Stated exercise 1: Swap "parka" for "jacket" in the listing, from its first line through the line holding "column 73, row 24", inclusive, and give those lines back with everything else left as it is.

Excerpted passage:

_ _ _ _

Loading

GTS Handling and Storage

In this tutorial, you will learn how to retrieve, create, modify, store GTS. You will understand the link between token system and GTS storage. It is a key milestone in your learning path.

For this tutorial, you need your own running instance of Warp 10: getting started. You also need to read the basic concepts, the token mechanism page.

GTS internals

gts

NEWGTS 'gammasensor' RENAME { 'unit' 'm/s2' 'localisation' 'front left' } RELABEL { 'modelisationID' '3211' } SETATTRIBUTES NOW 45.823411 -1.2342111 450000 -0.042 ADDVALUE NOW 1 s + 45.823411 -1.2342111 450000 -0.042 ADDVALUE

The JSON representation of a GTS object is close to the image upper. The GTS contains:

  • "c": the classname, a string
  • "l": the labels, a MAP of string/string key/value
  • "a": the attributes, a MAP of string/string key/value
  • "v": a table of value.

The table of values can have two to five columns:

  • [ 0 3.14 ]: timestamp, value
  • [ 0 12 3.14 ]: timestamp, elevation, value
  • [ 0 -45.0 0.2 3.14 ]:timestamp, latitude, longitude, value
  • [ 0 48.44218 -4.41427 80000 3.14 ]: timestamp, latitude, longitude, elevation, value

Timestamp is a signed LONG. Default platform configuration is microsecond. Using this configuration, you cover from year -290308 to year 294247. Up to your specific domain, you may need nanosecond precision, and restrict the range from year 1677 to year 2262. If you plan to use archaeological data, you can also change platform settings to millisecond timestamps.

Latitude and longitudes are double precision inputs, but they are stored internally as a highly optimized HHCode. This format is tailor made for latitude and longitude. Do not try to store other values here.

Elevation is a long, in millimeters. You can store any other long value inside this field.

Value could be one of the four allowed types: BOOLEAN, LONG, DOUBLE, STRING.

In a GTS, you can put any of the four allowed types and even mix them, but this is not advised. The type of the GTS is determined at read time. The type of the first read value will set the GTS type.

When you use text input format, if you plan to use DOUBLE, beware to add .0 to clearly indicate Warp 10 you want to store a DOUBLE. This error is common when you use the API update endpoint. Here is a WarpScript which takes the same input format and parse it to build a GTS:

//example of error in a DOUBLE gts input // there is no elevation // between <' '> this is a multiline string <' 23/48.0:-4.5/ bar{label0=val0} 0 23/48.0:-4.5/ bar{label0=val0} 3.14 23/48.0:-4.5/ bar{label0=val0} 4.1 '> PARSE

You see that the values are rounded to the nearest integer.

RAM versus Storage

The storage part of Warp 10 is designed to store GTS. When you store a GTS, you cannot have different values for the same timestamp. When you manipulate a GTS in RAM memory (on the stack), you can have multiple timestamps. When you store such a GTS with UPDATE function, the storage function remove duplicates timestamp, keeping the value of the last one.

Examples below cannot be executed, you need to practice with your own instance and your own tokens.

_ _ _ _

Stated exercise 2: Reproduce word for word the part of the GTS handling and storage page between "GTS Handling and" and "token mechanism page.", inclusive.

Exercise materials:

_ _ _ _

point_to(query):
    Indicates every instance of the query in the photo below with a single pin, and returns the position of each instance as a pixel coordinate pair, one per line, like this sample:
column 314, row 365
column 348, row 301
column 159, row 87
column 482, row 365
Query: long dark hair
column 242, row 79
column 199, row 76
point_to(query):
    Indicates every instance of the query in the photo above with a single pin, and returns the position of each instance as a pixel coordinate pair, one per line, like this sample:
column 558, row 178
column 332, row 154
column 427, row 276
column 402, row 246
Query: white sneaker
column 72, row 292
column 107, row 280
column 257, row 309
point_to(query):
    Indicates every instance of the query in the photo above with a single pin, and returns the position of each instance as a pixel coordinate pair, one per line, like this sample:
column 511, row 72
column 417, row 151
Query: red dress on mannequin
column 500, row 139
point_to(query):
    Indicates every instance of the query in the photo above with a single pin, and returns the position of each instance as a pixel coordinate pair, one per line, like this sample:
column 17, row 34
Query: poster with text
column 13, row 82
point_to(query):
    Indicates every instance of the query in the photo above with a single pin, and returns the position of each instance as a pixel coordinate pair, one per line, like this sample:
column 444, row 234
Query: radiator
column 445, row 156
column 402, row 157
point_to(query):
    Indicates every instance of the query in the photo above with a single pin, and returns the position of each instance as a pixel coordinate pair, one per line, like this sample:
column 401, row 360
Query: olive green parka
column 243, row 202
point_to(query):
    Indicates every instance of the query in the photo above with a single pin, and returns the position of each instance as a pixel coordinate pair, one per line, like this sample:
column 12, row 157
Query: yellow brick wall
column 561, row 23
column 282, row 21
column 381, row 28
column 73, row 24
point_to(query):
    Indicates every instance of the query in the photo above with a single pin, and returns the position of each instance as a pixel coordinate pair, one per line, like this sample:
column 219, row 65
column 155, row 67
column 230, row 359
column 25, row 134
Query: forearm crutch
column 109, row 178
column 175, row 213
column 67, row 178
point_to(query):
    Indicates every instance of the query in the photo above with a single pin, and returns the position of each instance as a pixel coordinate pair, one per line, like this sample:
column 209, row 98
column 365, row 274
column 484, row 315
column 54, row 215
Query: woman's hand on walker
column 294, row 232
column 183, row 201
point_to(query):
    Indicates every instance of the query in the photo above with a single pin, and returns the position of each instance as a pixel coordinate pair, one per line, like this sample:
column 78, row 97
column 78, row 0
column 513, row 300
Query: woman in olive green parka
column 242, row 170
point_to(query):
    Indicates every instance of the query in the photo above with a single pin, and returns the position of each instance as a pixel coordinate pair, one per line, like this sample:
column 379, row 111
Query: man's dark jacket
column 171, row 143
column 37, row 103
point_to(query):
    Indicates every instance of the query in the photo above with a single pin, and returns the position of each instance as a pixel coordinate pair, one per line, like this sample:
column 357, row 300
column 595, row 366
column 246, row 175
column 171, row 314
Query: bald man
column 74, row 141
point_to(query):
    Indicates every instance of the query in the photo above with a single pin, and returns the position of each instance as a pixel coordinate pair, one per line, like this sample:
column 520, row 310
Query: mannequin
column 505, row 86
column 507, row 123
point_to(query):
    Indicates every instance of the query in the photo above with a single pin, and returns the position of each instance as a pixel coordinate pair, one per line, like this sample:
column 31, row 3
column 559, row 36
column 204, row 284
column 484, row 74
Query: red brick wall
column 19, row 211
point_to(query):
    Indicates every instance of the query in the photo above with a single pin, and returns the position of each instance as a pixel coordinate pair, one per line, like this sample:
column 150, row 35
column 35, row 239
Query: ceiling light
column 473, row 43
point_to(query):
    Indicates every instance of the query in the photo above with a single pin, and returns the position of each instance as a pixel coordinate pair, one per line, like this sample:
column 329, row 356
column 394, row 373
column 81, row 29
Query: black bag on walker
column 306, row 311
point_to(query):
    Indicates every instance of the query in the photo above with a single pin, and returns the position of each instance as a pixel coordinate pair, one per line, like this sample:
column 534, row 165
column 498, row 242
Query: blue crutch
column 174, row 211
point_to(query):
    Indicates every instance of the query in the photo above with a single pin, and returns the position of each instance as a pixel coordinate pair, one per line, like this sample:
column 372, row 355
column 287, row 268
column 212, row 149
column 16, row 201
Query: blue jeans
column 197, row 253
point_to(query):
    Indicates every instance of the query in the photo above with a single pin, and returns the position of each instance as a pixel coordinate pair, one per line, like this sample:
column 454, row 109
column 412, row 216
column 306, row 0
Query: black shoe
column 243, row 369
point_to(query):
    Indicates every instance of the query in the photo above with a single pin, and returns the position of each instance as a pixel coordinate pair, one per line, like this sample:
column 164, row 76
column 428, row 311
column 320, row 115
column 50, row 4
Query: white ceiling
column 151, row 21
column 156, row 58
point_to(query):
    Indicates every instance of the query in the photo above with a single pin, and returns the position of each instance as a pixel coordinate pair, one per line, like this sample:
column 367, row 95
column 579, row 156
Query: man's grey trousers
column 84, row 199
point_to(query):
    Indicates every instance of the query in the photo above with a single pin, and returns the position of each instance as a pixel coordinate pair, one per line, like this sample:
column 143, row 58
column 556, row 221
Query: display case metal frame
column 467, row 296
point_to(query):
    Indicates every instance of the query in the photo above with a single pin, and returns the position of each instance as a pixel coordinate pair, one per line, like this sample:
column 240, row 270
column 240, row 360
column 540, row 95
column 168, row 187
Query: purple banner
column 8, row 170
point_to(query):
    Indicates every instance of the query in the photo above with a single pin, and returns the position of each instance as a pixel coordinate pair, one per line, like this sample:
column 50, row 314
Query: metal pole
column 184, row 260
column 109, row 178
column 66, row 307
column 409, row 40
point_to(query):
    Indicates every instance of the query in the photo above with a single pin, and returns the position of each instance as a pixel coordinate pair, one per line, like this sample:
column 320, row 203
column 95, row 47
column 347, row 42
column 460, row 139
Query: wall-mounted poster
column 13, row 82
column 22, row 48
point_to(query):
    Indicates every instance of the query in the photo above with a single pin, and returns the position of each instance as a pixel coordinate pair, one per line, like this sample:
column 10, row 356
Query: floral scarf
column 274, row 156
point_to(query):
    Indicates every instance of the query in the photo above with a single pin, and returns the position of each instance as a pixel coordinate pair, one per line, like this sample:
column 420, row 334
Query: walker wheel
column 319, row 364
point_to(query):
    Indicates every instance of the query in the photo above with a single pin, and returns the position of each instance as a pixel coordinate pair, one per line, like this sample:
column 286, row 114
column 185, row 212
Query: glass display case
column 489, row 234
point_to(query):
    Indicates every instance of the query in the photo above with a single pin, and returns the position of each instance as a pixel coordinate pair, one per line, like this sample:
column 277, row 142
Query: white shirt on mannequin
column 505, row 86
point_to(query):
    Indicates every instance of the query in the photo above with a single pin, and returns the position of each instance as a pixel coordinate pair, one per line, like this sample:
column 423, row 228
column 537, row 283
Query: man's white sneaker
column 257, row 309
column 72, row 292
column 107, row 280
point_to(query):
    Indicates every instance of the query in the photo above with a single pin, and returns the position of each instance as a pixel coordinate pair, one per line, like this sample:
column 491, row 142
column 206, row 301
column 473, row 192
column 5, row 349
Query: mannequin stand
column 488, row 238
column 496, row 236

_ _ _ _

Written answer 1:
point_to(query):
    Indicates every instance of the query in the photo below with a single pin, and returns the position of each instance as a pixel coordinate pair, one per line, like this sample:
column 314, row 365
column 348, row 301
column 159, row 87
column 482, row 365
Query: long dark hair
column 242, row 79
column 199, row 76
point_to(query):
    Indicates every instance of the query in the photo above with a single pin, and returns the position of each instance as a pixel coordinate pair, one per line, like this sample:
column 558, row 178
column 332, row 154
column 427, row 276
column 402, row 246
Query: white sneaker
column 72, row 292
column 107, row 280
column 257, row 309
point_to(query):
    Indicates every instance of the query in the photo above with a single pin, and returns the position of each instance as a pixel coordinate pair, one per line, like this sample:
column 511, row 72
column 417, row 151
Query: red dress on mannequin
column 500, row 139
point_to(query):
    Indicates every instance of the query in the photo above with a single pin, and returns the position of each instance as a pixel coordinate pair, one per line, like this sample:
column 17, row 34
Query: poster with text
column 13, row 82
point_to(query):
    Indicates every instance of the query in the photo above with a single pin, and returns the position of each instance as a pixel coordinate pair, one per line, like this sample:
column 444, row 234
Query: radiator
column 445, row 156
column 402, row 157
point_to(query):
    Indicates every instance of the query in the photo above with a single pin, and returns the position of each instance as a pixel coordinate pair, one per line, like this sample:
column 401, row 360
Query: olive green jacket
column 243, row 202
point_to(query):
    Indicates every instance of the query in the photo above with a single pin, and returns the position of each instance as a pixel coordinate pair, one per line, like this sample:
column 12, row 157
Query: yellow brick wall
column 561, row 23
column 282, row 21
column 381, row 28
column 73, row 24

Written answer 2:
GTS Handling and Storage

In this tutorial, you will learn how to retrieve, create, modify, store GTS. You will understand the link between token system and GTS storage. It is a key milestone in your learning path.

For this tutorial, you need your own running instance of Warp 10: getting started. You also need to read the basic concepts, the token mechanism page.